TASK DIRECTIONS ▸ Find the line with "Target: cricket batsman" in the records below. Copy it and every line after it, up to and including the line with "Each instance of the white cricket shirt".
--- MATERIAL PROVIDED ---
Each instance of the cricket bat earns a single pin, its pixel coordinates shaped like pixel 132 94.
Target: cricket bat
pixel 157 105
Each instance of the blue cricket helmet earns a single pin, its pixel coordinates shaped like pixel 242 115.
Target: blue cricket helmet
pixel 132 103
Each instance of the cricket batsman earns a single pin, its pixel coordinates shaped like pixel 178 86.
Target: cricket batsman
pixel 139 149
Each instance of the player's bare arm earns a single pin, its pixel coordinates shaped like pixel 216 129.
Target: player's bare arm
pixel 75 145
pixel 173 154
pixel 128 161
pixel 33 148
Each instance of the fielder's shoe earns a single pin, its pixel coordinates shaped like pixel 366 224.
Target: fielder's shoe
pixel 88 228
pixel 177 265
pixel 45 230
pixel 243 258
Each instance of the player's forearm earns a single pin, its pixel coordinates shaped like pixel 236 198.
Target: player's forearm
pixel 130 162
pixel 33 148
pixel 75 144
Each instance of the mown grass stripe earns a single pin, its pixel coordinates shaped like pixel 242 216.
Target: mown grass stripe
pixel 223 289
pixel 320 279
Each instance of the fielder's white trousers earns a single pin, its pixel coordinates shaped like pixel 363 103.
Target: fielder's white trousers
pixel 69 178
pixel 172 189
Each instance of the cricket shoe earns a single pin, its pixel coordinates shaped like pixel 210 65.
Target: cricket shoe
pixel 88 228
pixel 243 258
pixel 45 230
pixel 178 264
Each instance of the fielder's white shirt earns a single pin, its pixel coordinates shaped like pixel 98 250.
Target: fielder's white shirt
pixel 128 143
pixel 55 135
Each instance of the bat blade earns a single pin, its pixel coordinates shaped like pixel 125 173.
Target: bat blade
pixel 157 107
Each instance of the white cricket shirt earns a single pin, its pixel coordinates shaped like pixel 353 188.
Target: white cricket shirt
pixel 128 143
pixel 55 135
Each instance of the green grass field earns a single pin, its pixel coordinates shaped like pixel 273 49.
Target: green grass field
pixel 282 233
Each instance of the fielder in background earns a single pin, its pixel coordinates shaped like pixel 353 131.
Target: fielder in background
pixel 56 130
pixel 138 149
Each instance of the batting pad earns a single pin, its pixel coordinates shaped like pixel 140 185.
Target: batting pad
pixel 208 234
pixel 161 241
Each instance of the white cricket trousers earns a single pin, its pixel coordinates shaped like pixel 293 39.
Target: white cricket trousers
---
RESULT OF THIS EXERCISE ▸
Target: cricket batsman
pixel 139 149
Each instance of the player's bare arm earns a single pin, its pixel coordinates shaped like pixel 216 129.
Target: player's bare arm
pixel 75 145
pixel 173 154
pixel 128 161
pixel 33 148
Each instance of the fielder's shoe earns a single pin, its pixel coordinates shaped like pixel 366 224.
Target: fielder's shoe
pixel 88 228
pixel 177 265
pixel 45 230
pixel 243 258
Each instance of the player's forearm earns a single pin, its pixel coordinates shaped like pixel 236 198.
Target: player's forearm
pixel 130 162
pixel 33 148
pixel 75 144
Each instance of the mown grass stripe earns a single pin, its pixel coordinates shaped like pixel 242 216.
Target: mown grass stripe
pixel 223 289
pixel 320 279
Each instance of the fielder's white trousers earns a single pin, its pixel coordinates shaped like pixel 363 103.
Target: fielder's white trousers
pixel 69 178
pixel 172 189
Each instance of the cricket shoe earns a single pin, its pixel coordinates shaped like pixel 210 65.
Target: cricket shoe
pixel 88 228
pixel 243 258
pixel 45 230
pixel 178 264
Each instance of the fielder's white shirt earns a single pin, its pixel coordinates shaped like pixel 98 250.
Target: fielder's white shirt
pixel 128 143
pixel 55 135
Each instance of the bat blade earns a single pin, its pixel coordinates shaped like pixel 125 173.
Target: bat blade
pixel 157 107
Each instance of the white cricket shirt earns a single pin, its pixel coordinates shaped like pixel 353 188.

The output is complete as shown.